For every entry below, give your output lines as a numbered list with no blank lines between them, and leave the pictures out.
---
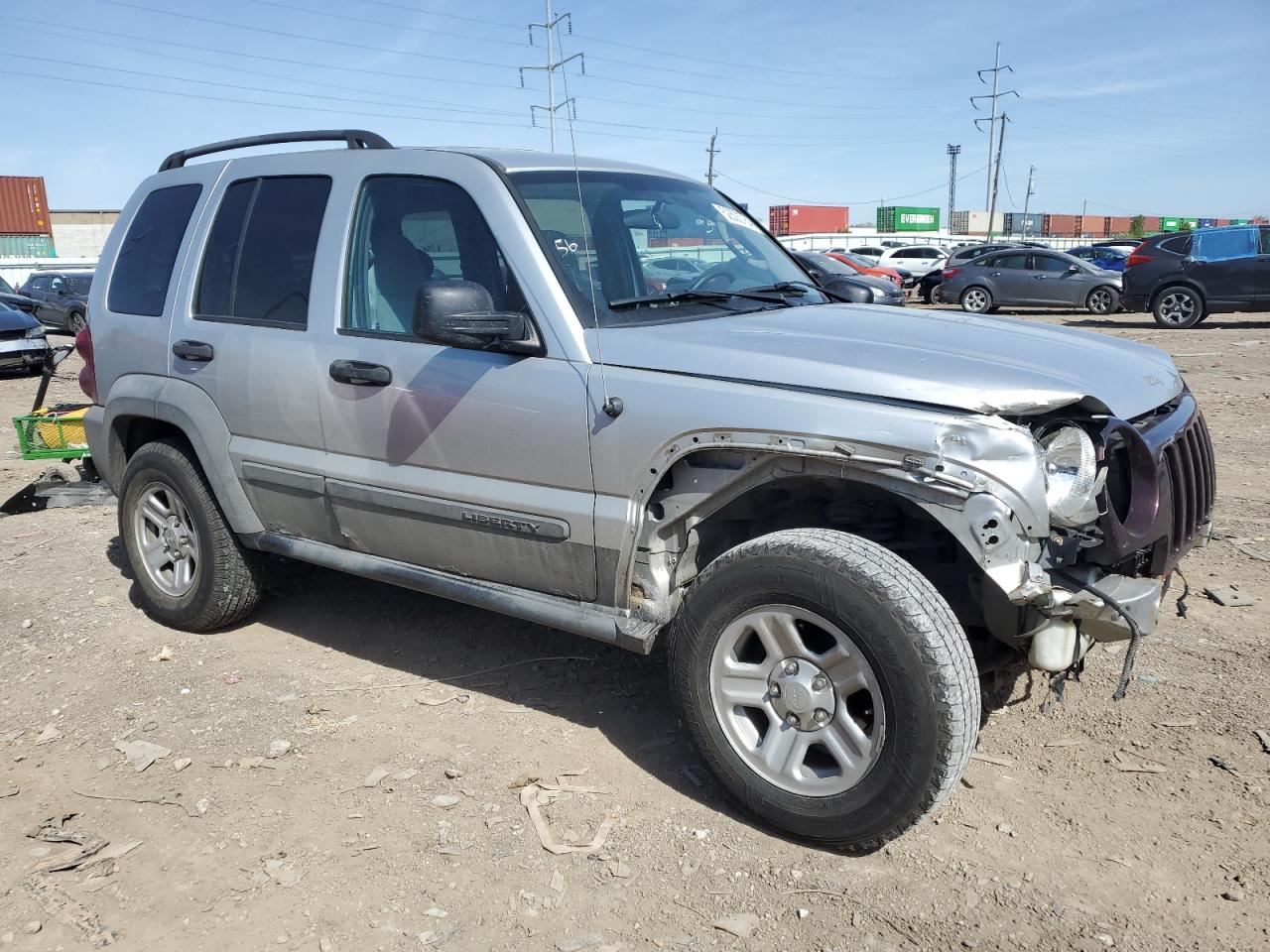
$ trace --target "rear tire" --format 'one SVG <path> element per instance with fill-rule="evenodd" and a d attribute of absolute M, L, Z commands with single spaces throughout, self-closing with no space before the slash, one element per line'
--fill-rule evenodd
<path fill-rule="evenodd" d="M 992 292 L 980 284 L 961 292 L 961 310 L 968 314 L 987 314 L 992 310 Z"/>
<path fill-rule="evenodd" d="M 1194 288 L 1185 284 L 1171 284 L 1156 294 L 1151 315 L 1162 327 L 1185 330 L 1204 320 L 1204 298 Z"/>
<path fill-rule="evenodd" d="M 669 660 L 724 790 L 851 853 L 935 810 L 974 749 L 979 680 L 961 626 L 925 576 L 859 536 L 786 529 L 725 552 L 672 622 Z"/>
<path fill-rule="evenodd" d="M 157 622 L 211 631 L 245 617 L 260 600 L 260 556 L 225 522 L 189 448 L 146 443 L 119 484 L 119 538 L 141 607 Z"/>
<path fill-rule="evenodd" d="M 1115 314 L 1120 310 L 1120 293 L 1110 286 L 1093 288 L 1085 298 L 1085 310 L 1100 317 Z"/>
---
_The reply_
1. $ trace --target "rear tire" --format 'one SVG <path> element per instance with fill-rule="evenodd" and a d attribute of absolute M, L, Z commands with single spaces throughout, self-closing with no space before the slash, one element per line'
2. --fill-rule evenodd
3. <path fill-rule="evenodd" d="M 992 292 L 980 284 L 961 292 L 961 310 L 968 314 L 987 314 L 992 310 Z"/>
4. <path fill-rule="evenodd" d="M 1194 288 L 1185 284 L 1171 284 L 1156 294 L 1151 315 L 1162 327 L 1185 330 L 1204 320 L 1204 298 Z"/>
5. <path fill-rule="evenodd" d="M 669 660 L 724 790 L 851 853 L 935 810 L 974 749 L 979 680 L 961 626 L 925 576 L 859 536 L 786 529 L 725 552 L 672 622 Z"/>
6. <path fill-rule="evenodd" d="M 157 622 L 211 631 L 245 617 L 260 600 L 260 556 L 225 522 L 189 448 L 146 443 L 119 484 L 119 538 L 141 607 Z"/>
7. <path fill-rule="evenodd" d="M 1115 314 L 1120 310 L 1120 293 L 1110 286 L 1093 288 L 1085 298 L 1085 310 L 1100 317 Z"/>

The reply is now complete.